start Selected passage
LINQ Internals (Where, Select, SelectMany and Join)

LINQ (Language-Integrated Query) was introduced in C# language with .Net Framework version 3.5. The main distinction that LINQ brings to the table, is the ability to write queries with type check.

In traditional query language, the query construct is sting based. And these languages do not support type check or IntelliSense. Above all, there are different types of language for each source.

With the introduction of LINQ, there is only one query construct we will need to learn. Since LINQ is an integral part of .Net Framework, all the operators and constructs are similar to the rest of the framework. Which makes the learning curve very lean and easy.

In this blog post, I am going to walk through internal of some of the main LINQ queries. To start with, first of all I will create a new .Net Core application and go from there.

Building blocks of LINQ

LINQ internally uses three features available in .Net Languages to achieve its functionality. These are the following:

Extension Methods
Delegate
yield keyword

Extension Methods

As the name suggests, the Extension Methods feature allows us to extend an existing type. Meaning, it lets us add a method to an existing type without modifying the type.

Extension methods are static methods. And are essentially syntactic sugar around the static methods. Tough the main distinction of the extension method is that when we call an extension method, it is on an object and not on a type like static methods.

To demonstrate the concept and syntax for extension methods let us consider a problem. Let us say we want to find out the first character inside of a string. And instead of creating a static method, we want to have the integrated experience, meaning when we do a . on a string, we need a method to give us that.

To achieve that we will create a new class StringExtension (NOTE: Extension methods can only be declared inside of a static class). And inside of this class we will create an extension method GiveFirstCharacter, which will return the first character of a string.

In the extension method syntax, the first parameter is always the object on which we call the extension method. And the parameter has this keyword in front of it.

namespace LinqInternals.Demo
{
    public static class StringExtension
    {
        public static string GiveFirstCharacter(this string item)
        {
            return item.Substring(0, 1);
        }
    }
}

Now if I call this method inside of the Main method on a string “Extension Methods”, I will get “E” in the response.

using System;

namespace LinqInternals.Demo
{
    class Program
    {
        static void Main(string[] args)
        {
            var text = "Extension Methods";
            Console.WriteLine(text.GiveFirstCharacter());
        }
    }
}

Delegate

Delegate is a first class type in .Net languages (like C#), which encapsulates reference to a method with particular list of parameter and type of return.
end Selected passage
start Provided information
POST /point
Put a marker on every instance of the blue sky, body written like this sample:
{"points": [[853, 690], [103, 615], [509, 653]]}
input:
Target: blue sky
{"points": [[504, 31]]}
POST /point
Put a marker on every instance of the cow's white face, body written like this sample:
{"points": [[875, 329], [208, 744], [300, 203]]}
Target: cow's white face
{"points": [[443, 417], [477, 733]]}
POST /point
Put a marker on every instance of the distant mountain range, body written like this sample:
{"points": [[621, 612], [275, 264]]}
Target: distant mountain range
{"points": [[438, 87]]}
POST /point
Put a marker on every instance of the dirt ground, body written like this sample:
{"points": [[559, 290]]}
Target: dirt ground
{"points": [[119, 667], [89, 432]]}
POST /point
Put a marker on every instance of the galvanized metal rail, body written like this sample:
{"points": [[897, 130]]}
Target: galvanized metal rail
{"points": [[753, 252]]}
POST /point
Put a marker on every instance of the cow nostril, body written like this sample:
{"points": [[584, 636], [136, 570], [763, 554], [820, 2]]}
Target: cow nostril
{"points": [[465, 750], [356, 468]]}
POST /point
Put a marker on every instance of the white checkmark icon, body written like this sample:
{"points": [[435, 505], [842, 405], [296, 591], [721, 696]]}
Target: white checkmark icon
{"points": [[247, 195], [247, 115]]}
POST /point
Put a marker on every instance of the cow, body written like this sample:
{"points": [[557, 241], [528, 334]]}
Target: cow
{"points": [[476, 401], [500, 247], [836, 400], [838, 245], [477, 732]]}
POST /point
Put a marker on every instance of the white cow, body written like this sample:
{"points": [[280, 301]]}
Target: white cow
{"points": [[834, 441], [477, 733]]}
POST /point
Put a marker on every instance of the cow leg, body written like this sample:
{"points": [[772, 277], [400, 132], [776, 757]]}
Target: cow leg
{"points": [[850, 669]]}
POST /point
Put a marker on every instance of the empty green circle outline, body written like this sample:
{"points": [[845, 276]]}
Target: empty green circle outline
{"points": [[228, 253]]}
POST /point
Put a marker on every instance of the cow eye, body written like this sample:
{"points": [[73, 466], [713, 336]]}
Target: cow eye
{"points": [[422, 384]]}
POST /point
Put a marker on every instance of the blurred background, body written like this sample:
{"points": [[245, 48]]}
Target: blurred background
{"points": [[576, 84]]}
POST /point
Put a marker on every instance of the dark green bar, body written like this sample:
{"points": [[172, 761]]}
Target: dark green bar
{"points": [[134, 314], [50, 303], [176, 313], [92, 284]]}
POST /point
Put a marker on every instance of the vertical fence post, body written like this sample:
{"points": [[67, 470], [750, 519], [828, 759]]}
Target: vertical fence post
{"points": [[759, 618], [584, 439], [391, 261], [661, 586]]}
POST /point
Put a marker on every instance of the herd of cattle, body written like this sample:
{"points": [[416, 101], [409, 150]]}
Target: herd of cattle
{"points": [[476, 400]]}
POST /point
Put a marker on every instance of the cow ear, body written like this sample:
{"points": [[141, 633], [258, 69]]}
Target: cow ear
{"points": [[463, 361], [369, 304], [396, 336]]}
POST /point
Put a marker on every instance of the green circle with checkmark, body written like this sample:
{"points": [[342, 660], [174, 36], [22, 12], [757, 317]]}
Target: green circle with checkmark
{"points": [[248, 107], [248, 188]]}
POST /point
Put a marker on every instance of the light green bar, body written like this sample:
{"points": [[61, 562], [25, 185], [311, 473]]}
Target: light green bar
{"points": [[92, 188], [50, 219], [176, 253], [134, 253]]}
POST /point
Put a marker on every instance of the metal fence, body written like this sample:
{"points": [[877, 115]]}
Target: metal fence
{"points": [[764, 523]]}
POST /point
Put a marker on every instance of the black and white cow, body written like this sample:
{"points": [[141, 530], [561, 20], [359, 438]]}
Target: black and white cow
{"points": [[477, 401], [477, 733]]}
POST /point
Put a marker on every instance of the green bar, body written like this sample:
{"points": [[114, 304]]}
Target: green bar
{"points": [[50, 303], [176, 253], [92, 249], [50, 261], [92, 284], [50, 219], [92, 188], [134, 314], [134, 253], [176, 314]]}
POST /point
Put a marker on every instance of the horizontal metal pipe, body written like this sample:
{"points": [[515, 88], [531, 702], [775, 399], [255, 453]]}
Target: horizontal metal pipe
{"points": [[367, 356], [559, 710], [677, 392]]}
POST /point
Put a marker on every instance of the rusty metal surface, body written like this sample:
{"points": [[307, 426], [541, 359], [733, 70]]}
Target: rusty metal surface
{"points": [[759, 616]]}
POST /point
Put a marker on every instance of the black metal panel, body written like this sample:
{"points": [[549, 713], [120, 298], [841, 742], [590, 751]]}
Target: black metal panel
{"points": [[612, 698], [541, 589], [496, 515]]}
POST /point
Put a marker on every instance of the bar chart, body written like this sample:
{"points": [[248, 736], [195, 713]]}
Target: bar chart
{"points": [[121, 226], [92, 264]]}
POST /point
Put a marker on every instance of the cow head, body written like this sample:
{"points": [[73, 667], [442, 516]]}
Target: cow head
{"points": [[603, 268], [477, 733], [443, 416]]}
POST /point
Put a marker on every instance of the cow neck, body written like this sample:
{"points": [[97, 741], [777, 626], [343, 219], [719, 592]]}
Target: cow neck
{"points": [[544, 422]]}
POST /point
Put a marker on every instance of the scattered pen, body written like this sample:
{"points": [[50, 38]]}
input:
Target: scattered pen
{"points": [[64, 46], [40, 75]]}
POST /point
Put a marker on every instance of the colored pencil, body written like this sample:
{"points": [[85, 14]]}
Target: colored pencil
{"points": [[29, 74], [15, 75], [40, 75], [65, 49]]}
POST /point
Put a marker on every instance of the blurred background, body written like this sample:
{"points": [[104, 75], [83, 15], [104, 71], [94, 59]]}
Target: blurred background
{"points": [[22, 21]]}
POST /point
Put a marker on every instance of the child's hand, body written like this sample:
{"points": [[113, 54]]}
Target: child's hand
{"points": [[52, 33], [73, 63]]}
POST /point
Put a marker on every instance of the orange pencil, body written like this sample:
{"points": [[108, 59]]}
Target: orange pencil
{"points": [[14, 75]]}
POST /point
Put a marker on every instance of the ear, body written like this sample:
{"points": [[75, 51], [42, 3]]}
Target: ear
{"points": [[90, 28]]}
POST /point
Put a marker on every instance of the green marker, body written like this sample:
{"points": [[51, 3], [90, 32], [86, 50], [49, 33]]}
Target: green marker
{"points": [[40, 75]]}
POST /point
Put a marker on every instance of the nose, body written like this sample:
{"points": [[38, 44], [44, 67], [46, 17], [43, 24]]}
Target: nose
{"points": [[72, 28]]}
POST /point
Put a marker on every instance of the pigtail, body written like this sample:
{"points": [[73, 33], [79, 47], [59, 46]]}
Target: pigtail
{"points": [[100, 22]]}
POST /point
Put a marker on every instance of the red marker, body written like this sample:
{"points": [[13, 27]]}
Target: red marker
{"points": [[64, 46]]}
end Provided information
• Task instructions
[1] Please tell whether each statement agrees with the LINQ internals article, giving yes or no and quoting the words from it that settle the matter: (a) LINQ arrived with .Net Framework version 3.5; (b) extension methods may be declared in any class; (c) the first parameter of an extension method is the object on which it is called.
[2] Write the next part of the LINQ internals article, picking up right after its sentence defining a delegate.

• Written answers
[1]
(a) Yes: "LINQ (Language-Integrated Query) was introduced in C# language with .Net Framework version 3.5."
(b) No: "Extension methods can only be declared inside of a static class"
(c) Yes: "the first parameter is always the object on which we call the extension method."

[2]
Since Delegates are standard types we can be pass them around like any other type. Hence one of the main use cases where we use delegate is for callbacks.

To demonstrate how delegates work, let build a simple example, where we will callback a function to print a simple message to the console.

Firstly, we will create a class CustomerProcessor. This class will have a method PrintName, that is responsible for printing the name of the customer.

using System;

namespace LinqInternals.Demo
{
    public class CustomerProcessor
    {
        public void PrintName(string customerName)
        {
            Console.WriteLine(customerName);
        }
    }
}

Secondly, inside of the Program class, we will declare a new delegate Print. with the same signature as the PrintName method.

Thirdly, we will create an instance of the Print delegate, passing the PrintName method of CustomerProcessor instance.

Finally, we will execute the instance of Print delegate.

using System;

namespace LinqInternals.Demo
{
    class Program
    {
        delegate void Print(string name);

        static void Main(string[] args)
        {
            var customerProcessor = new CustomerProcessor();

            Print printCustomer = new Print(customerProcessor.PrintName);
            printCustomer("Jon Doe");
        }
    }
}

Now, if we run the application, we will see “Jon Doe’ printed out in the console.

yield Keyword

If we have to define yield keyword in one sentence it will be “yield holds the state of an enumeration“. I will explain how yield works later when we dig deeper into the LINQ query. Since yield is arguably the most important feature of the LINQ query.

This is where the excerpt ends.